Rewrite everything from the line containing "Our client has asked us to pinpoint the rocky" down to the end of the items, putting "rocky headland" in place of "rocky promontory" and keeping all else unchanged.

━━━ Record set ━━━

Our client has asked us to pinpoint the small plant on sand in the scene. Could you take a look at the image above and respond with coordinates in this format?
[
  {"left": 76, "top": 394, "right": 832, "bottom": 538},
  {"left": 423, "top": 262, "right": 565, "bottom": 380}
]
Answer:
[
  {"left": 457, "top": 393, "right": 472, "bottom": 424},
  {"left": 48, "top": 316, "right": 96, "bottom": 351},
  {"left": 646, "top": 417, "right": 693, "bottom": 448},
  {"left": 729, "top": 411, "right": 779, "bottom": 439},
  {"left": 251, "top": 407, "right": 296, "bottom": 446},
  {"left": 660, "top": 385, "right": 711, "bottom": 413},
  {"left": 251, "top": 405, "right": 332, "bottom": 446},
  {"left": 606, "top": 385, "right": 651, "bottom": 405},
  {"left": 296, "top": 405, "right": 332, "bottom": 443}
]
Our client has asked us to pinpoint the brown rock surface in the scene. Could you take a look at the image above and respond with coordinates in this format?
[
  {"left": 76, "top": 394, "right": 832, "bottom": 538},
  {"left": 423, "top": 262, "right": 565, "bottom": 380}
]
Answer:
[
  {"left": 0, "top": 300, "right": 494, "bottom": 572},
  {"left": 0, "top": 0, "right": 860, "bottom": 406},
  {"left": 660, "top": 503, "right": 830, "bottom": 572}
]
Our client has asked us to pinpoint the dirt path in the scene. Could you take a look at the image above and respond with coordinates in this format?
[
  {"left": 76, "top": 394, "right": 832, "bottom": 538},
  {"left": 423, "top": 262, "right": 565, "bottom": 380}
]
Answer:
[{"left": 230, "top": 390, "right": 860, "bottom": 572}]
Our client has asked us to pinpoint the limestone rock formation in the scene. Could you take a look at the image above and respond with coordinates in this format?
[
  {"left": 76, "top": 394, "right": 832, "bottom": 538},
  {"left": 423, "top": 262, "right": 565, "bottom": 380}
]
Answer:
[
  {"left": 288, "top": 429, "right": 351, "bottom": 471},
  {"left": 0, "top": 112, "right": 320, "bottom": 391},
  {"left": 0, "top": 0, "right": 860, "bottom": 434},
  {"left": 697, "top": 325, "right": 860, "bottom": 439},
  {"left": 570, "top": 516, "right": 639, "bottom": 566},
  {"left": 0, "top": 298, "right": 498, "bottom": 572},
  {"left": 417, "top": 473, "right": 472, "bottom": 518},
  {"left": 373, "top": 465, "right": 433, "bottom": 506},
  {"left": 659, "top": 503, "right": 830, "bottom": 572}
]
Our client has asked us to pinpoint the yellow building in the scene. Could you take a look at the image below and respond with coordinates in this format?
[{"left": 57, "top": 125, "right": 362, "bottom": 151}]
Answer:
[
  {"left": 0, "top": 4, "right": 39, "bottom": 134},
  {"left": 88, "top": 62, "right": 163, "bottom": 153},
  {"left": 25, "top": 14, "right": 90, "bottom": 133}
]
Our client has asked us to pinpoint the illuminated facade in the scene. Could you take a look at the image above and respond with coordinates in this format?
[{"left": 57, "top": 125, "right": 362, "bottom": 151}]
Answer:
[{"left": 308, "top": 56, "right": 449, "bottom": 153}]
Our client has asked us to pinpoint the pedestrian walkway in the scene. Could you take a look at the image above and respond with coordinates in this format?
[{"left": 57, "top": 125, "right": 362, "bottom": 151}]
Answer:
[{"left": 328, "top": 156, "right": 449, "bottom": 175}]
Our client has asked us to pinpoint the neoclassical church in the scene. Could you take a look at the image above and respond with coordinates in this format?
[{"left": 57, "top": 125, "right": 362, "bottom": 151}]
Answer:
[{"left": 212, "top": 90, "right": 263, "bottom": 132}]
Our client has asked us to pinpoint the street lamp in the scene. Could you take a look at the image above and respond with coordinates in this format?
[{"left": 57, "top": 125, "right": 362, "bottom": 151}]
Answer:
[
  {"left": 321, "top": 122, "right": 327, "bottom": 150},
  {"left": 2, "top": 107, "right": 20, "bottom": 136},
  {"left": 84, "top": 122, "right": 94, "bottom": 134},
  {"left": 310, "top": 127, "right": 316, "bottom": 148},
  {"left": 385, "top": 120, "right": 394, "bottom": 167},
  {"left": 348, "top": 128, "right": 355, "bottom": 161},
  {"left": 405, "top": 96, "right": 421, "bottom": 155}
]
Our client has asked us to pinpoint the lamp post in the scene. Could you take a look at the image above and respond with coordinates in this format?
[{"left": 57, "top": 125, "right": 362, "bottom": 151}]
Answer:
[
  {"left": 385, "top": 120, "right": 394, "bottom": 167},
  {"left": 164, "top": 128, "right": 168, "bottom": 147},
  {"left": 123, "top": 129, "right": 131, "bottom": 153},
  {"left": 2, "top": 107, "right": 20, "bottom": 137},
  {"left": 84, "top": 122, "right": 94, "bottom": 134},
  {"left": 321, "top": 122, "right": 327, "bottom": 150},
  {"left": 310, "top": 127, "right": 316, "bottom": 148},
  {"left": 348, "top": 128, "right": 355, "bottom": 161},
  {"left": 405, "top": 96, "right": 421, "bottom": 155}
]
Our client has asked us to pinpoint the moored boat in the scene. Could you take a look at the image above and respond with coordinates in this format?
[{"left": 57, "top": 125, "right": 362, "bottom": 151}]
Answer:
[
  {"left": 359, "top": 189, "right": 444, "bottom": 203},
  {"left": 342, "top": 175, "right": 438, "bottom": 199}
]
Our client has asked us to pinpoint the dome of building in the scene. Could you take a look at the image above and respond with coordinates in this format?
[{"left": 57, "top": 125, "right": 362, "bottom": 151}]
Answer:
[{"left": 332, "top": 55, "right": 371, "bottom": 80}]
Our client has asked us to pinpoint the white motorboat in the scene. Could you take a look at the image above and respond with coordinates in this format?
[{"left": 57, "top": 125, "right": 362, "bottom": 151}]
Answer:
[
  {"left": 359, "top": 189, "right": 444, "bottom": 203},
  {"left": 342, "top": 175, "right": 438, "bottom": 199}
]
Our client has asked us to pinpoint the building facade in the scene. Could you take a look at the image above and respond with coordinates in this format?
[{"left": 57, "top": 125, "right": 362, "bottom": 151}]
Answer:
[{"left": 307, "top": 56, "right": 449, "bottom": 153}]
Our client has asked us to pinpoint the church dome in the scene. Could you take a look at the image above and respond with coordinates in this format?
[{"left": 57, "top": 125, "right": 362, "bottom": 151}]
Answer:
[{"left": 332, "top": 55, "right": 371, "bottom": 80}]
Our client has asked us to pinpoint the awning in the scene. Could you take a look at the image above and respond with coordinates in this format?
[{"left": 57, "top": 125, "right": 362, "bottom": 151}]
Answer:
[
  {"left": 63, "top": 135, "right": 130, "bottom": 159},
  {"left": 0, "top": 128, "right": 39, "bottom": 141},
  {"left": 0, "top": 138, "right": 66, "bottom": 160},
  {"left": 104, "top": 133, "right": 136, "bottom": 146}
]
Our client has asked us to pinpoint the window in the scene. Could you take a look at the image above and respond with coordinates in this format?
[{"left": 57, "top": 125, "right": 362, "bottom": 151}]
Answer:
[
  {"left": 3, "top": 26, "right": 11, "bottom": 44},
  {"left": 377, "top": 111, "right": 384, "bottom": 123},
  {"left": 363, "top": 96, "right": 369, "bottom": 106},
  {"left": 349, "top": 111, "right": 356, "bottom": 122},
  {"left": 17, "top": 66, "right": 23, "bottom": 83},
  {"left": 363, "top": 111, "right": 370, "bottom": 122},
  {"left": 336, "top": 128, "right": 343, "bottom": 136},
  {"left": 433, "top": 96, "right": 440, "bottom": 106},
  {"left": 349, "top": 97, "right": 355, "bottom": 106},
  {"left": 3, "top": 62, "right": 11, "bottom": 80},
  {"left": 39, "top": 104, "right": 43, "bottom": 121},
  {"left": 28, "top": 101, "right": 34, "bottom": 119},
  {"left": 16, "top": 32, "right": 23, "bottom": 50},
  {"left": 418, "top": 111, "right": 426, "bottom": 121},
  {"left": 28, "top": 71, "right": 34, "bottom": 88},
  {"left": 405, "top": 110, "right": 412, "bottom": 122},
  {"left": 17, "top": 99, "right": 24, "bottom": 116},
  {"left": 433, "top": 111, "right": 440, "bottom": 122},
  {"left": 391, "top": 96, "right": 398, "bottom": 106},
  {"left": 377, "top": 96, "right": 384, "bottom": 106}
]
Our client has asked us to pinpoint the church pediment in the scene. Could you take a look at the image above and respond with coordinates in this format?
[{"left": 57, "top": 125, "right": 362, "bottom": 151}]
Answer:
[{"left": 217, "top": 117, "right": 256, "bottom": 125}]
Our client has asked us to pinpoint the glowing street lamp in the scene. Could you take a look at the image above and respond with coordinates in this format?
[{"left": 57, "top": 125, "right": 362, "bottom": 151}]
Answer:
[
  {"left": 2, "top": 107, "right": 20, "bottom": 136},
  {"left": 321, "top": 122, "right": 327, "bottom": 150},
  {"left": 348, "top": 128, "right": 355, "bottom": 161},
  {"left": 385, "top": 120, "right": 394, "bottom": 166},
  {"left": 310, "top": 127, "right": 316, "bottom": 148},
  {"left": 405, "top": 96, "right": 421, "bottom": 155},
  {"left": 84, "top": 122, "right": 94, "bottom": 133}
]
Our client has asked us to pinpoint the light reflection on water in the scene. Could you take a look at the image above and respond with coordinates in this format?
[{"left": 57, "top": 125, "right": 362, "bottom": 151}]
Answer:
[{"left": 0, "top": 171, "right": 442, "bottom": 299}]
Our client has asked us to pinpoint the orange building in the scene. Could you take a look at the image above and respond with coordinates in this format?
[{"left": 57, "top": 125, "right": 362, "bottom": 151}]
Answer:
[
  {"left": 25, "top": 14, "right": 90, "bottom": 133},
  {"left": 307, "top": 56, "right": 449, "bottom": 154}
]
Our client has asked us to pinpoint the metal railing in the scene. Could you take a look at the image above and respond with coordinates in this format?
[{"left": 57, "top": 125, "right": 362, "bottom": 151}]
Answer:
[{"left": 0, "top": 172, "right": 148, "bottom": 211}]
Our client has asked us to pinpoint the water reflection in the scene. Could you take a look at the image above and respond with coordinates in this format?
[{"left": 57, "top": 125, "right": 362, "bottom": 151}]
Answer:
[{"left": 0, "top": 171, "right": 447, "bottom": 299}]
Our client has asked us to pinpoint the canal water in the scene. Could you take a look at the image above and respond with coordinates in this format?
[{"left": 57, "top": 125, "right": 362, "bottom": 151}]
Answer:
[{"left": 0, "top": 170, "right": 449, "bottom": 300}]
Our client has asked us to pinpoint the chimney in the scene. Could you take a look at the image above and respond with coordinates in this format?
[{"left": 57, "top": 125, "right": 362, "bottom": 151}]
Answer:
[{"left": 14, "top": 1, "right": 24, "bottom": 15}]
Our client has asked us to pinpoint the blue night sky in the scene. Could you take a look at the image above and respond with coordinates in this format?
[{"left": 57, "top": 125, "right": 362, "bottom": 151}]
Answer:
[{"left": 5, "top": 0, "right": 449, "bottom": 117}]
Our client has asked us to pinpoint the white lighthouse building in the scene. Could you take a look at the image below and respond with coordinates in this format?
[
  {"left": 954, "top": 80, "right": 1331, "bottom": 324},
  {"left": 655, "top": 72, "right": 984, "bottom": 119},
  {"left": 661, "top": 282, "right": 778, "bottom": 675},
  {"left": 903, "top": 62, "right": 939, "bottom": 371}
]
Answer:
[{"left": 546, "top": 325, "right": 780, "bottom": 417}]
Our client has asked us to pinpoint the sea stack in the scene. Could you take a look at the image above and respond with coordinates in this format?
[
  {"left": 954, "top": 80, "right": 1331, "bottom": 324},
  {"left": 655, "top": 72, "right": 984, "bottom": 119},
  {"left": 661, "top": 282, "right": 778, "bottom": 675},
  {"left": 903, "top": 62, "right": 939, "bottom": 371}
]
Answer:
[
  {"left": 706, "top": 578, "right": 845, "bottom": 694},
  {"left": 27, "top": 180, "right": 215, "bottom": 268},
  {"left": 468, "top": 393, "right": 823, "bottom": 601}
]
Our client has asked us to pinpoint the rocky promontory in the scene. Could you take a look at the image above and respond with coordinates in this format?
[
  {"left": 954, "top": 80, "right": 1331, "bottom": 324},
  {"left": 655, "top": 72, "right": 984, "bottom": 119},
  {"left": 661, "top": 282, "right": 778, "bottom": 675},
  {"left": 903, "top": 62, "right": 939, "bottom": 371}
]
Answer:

━━━

• **Solution**:
Our client has asked us to pinpoint the rocky headland in the scene. Could you take a look at the image above and respond with coordinates in this format?
[
  {"left": 954, "top": 80, "right": 1331, "bottom": 324},
  {"left": 655, "top": 72, "right": 984, "bottom": 119},
  {"left": 661, "top": 282, "right": 778, "bottom": 675},
  {"left": 903, "top": 62, "right": 939, "bottom": 371}
]
Answer:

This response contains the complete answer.